■ **REQUIRED TASKS**
a) In the text on age-related muscle loss, what share of people over 50 experience sarcopenia?
b) Continue the text on age-related muscle loss from its last sentence.

■ **PASSAGE TO READ**
________

Age-related muscle loss is one of greatest health issues for older adults. Up to a third of people over 50 experience sarcopenia – the age-related loss of muscle mass and strength. This can lead to many other health complications. However, it can also be prevented and managed with just a few simple interventions.
Why maintaining muscle mass is important
Sufficient muscle mass is essential for health and wellbeing at any age. One of the key roles of muscle is utilisation of carbohydrates for energy production. More muscle mass means more is used for energy, instead of being stored as fat.
Muscle mass can protect against conditions such as diabetes, cardiovascular disease, premature ageing and poor cognitive function. Unfortunately, many older adults experience sarcopenia, which increases the risk of illness and injury.
What is muscle loss?
When people are inactive for any reason, muscle can waste away. This is known as muscle atrophy or muscle loss.
One of the most common causes of muscle loss is ageing. There are multiple factors that cause age-related muscle loss. It’s believed that a reduction of testosterone and growth hormone combined with an increase in pro-inflammatory cytokines play a big role (1).
There are other causes of muscle loss aside from ageing. Significant injuries, malnutrition, stroke, long-term steroid use and general inactivity can all lead to atrophied muscles. Conditions that restrict movement can also contribute.
Unfortunately, muscle loss can have a significant impact on health and wellbeing.
How does muscle loss affect health?
Muscle loss can negatively impact on health in a number of ways. By losing muscle mass, people are likely to gain body fat instead. This is due to the reduced carbohydrate usage by the muscles, leading to more energy being stored as fat.
People may also experience stiffer joints with muscle loss. This will make it harder for them to move around, which contributes further to muscle loss and fat gain.
This may lead to other health conditions and complications, including cardiovascular disease, diabetes and arthritis. Many of these can become serious or even fatal if left untreated. It is essential to intervene in the early stages of muscle loss, to slow or even reverse the process.
How to beat age-related muscle loss
It’s possible to halt and even reverse muscle loss through simple interventions. By using the right nutrition and exercise, muscles can grow and regain strength.

________

■ **DATASET**
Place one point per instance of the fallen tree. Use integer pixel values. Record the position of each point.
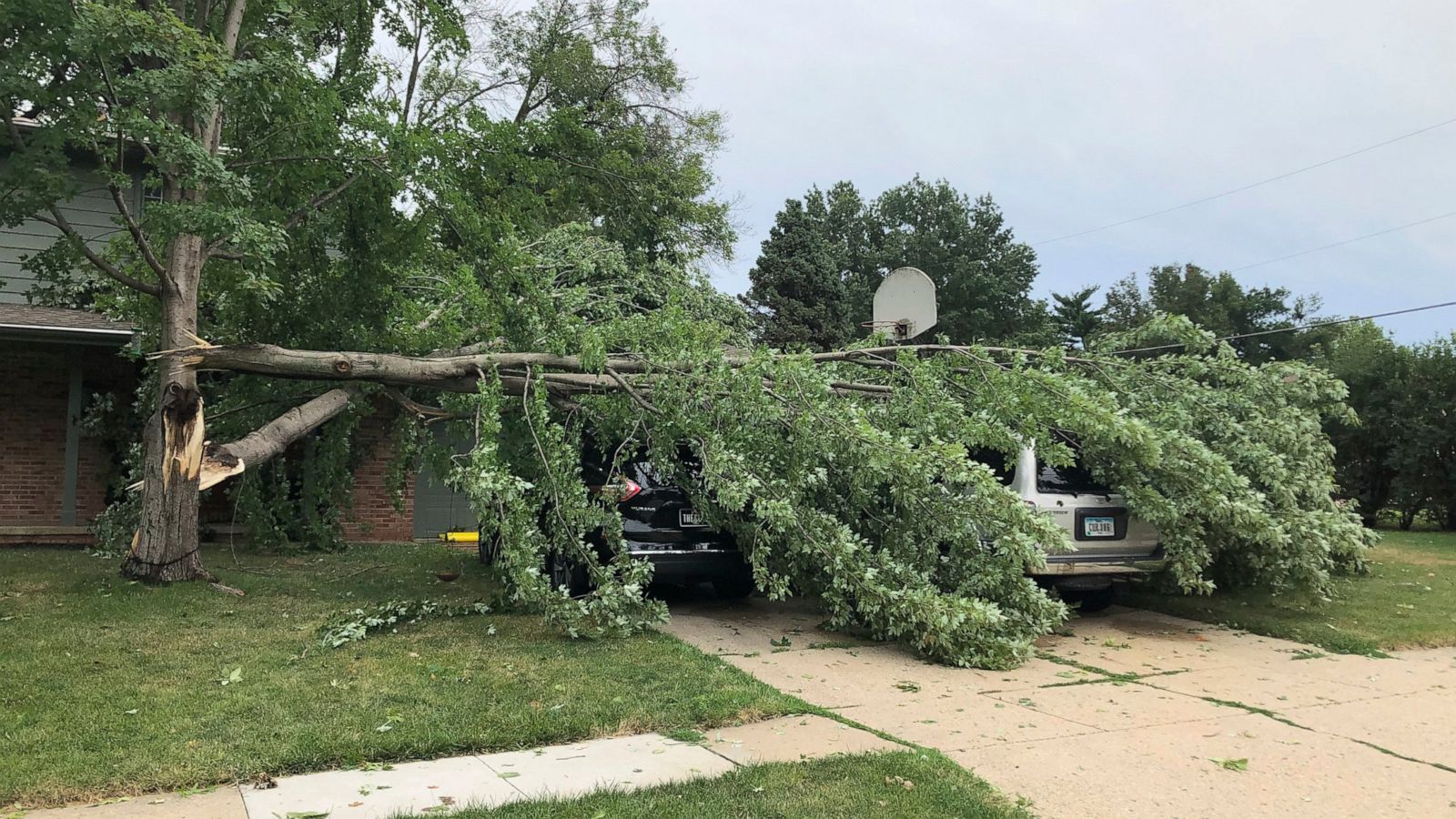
(854, 474)
(541, 288)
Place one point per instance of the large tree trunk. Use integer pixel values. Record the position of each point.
(167, 544)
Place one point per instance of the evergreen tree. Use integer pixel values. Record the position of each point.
(1075, 315)
(798, 288)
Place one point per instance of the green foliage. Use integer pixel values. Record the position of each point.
(798, 288)
(1075, 315)
(349, 186)
(1402, 452)
(870, 499)
(390, 615)
(1218, 303)
(982, 273)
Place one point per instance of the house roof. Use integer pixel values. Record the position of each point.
(62, 324)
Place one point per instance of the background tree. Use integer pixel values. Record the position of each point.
(982, 273)
(797, 290)
(1424, 423)
(1376, 372)
(983, 276)
(281, 142)
(1075, 315)
(1215, 302)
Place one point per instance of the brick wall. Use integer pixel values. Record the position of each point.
(34, 394)
(375, 516)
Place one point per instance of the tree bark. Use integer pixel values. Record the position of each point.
(167, 544)
(222, 462)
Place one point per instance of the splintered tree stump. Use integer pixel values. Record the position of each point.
(167, 544)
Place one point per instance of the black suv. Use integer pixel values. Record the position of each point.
(659, 523)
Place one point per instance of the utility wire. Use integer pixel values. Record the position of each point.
(1346, 241)
(1229, 193)
(1293, 329)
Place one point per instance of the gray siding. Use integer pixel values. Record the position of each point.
(91, 212)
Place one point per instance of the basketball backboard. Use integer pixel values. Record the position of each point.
(905, 303)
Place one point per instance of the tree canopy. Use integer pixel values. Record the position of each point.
(982, 273)
(492, 220)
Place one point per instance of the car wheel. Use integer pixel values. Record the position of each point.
(734, 588)
(1089, 599)
(561, 573)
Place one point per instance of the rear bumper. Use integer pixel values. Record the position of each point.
(1082, 564)
(681, 566)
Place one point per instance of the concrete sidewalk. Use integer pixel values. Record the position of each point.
(440, 785)
(1133, 713)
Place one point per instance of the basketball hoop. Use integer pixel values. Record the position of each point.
(905, 303)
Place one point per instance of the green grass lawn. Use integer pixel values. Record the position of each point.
(114, 688)
(905, 783)
(1407, 601)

________

■ **TASK RESULTS**
a) Up to a third of them.

b)
One of the most important interventions is to consume sufficient protein to meet dietary needs. Research suggests that eating similar quantities at each meal is more effective than a large intake in one meal (2).
Keeping physically active is essential for maintaining muscle mass. Even small, regular movement can help in those with limited movement. Research has demonstrated that even 15 minutes of cardiovascular exercise can stimulate muscle growth (3).
Ideally, resistance exercise is included so that muscle strength can be restored. One study demonstrated that just 3 resistance-training sessions per week for 12 weeks could increase muscle strength (4).
These interventions are inexpensive but highly effective in preventing and reversing age-related muscle loss.
Sarcopenia and muscle loss can cause many health issues. However, simple interventions such as nutrition and exercise provide a safe, easy and effective way to prevent and reverse muscle loss.
- Ryall, James G., Jonathan D. Schertzer, and Gordon S. Lynch. “Cellular and molecular mechanisms underlying age-related skeletal muscle wasting and weakness.” Biogerontology 9.4 (2008): 213-228.
- Paddon-Jones, Douglas, and Blake B. Rasmussen. “Dietary Protein Recommendations and the Prevention of Sarcopenia: Protein, Amino Acid Metabolism and Therapy.” Current opinion in clinical nutrition and metabolic care 12.1 (2009): 86–90. PMC. Web. 25 Aug. 2017.
- Mason, Caitlin, et al. “Influence of diet, exercise and serum vitamin D on sarcopenia in post-menopausal women.” Medicine and science in sports and exercise 45.4 (2013): 607.
- Reid, Kieran F., et al. “Lower extremity power training in elderly subjects with mobility limitations: a randomized controlled trial.” Aging clinical and experimental research 20.4 (2008): 337.